Задание
Напишите продолжение отрывка о способе обучения грамоте, начав сразу после его последнего предложения.

Приведённый отрывок
******************************

NB. Для меня как раз это и характеризует путь становления педагога-исследователя. Возникающая в практике проблема обучения означает для учителя не то, что ему попался трудный класс или неподготовленный ученик, а то, что следует задуматься над способом собственной работы, что его действия в данной ситуации не подходят. Здесь и возникает предмет исследования: что не подходит, почему этот способ «не срабатывает». Появляются поисковые гипотезы...

Для приемов обучения последствия были те, что ни один прием обучения не принимался и не откидывался потому, что он нравился или не нравился, а только потому, усваивался или не усваивался он учениками без принуждения. Но кроме тех хороших результатов, которые всегда безошибочно получались от приложения моего способа, мною самим и всеми (более 20) учителями, которые учили по моему способу (безошибочно я говорю в том смысле, что ни разу у нас не было ни одного ученика, которому бы не далась грамота, как у г. Протопопова [6]), кроме этих результатов, приложение тех начал, о которых я говорил, делало то, что за все эти 15 лет все различные видоизменения, которым подчинялся мой прием обучения, не только не отдалили его от требований народа, но только более и более сближали с ним. Народ, по крайней мере у нас, знает самый способ, и судит о нем, и предпочитает его церковному, чего я не могу сказать о звуковом.

******************************

Предоставленные записи

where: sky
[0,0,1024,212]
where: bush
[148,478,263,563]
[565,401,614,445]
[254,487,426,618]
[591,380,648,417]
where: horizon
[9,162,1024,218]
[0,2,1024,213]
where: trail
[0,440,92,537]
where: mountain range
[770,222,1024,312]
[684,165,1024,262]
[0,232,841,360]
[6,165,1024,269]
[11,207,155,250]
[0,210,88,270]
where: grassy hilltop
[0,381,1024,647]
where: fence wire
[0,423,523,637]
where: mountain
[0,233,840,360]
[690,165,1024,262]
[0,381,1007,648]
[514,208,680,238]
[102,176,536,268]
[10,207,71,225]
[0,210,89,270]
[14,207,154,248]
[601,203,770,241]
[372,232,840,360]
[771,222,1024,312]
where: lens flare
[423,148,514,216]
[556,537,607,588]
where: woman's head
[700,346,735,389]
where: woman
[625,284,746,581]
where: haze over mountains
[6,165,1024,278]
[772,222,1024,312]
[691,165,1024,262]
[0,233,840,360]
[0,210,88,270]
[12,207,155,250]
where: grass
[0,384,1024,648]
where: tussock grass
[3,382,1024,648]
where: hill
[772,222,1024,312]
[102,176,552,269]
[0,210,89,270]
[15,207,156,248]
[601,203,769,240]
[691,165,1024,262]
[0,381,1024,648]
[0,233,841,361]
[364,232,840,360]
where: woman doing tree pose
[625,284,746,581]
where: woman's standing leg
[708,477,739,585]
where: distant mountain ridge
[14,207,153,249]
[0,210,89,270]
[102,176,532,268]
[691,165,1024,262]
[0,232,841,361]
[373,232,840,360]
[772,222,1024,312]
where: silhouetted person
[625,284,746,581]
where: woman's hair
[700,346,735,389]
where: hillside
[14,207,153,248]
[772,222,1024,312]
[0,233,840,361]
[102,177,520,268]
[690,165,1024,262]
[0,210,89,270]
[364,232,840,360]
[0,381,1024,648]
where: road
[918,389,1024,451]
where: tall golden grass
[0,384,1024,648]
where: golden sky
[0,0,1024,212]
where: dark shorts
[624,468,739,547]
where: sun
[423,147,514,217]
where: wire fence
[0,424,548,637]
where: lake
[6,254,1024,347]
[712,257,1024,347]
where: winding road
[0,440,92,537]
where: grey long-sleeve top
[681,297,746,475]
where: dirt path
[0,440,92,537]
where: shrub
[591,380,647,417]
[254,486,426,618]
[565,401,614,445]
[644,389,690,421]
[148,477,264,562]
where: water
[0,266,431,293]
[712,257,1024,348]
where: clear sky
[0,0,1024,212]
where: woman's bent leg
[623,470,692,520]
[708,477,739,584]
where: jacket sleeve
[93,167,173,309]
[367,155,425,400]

******************************

Результат
Ученики, как это было в школе г. Протопопова и как это постоянно повторяется в школах, выучиваются ему сами, вне школы. Я имею два примера матерей, которые сами выучили по этому способу детей. Учителя, переходившие в мои школы из тех, в которых требовалось обучение по звуковому способу или где обучение шло по-церковному. сейчас, испытав мой способ, по собственному произволу бросали прежний, хотя я никогда этого не требовал и не требую. Учителя, не знающие никакого способа, и даже полуграмотные люди выучиваются моему способу в день или два пребывания в школе. Приемы обучения так просты и естественны для учителей, что для изучения их не требуется особенного подготовления и что из не кончивших курс семинаристов у меня выходили прекрасные учителя, как сам г. Морозов, учившийся в Москве и поступивший ко мне не окончившим курс в семинарии, плохо грамотным молодым человеком. В школах, веденных по моему методу, учитель не может оставаться неподвижным в знаниях, каким он бывает и должен быть в звуковой школе. Учитель по новой немецкой манере, если он хочет идти вперед и совершенствоваться, должен следить за педагогической литературой, т.е. читать все новые выдумки о разговорах про суслика и о перестановке кубиков. Не думаю, чтобы это подвинуло его в личном образовании. Напротив того, в моей школе, так как предметы преподавания, язык и математика требуют положительного знания, всякий учитель, подвигая учеников вперед, чувствует потребность самому учиться, что постоянно и повторялось со всеми бывшими у меня учителями.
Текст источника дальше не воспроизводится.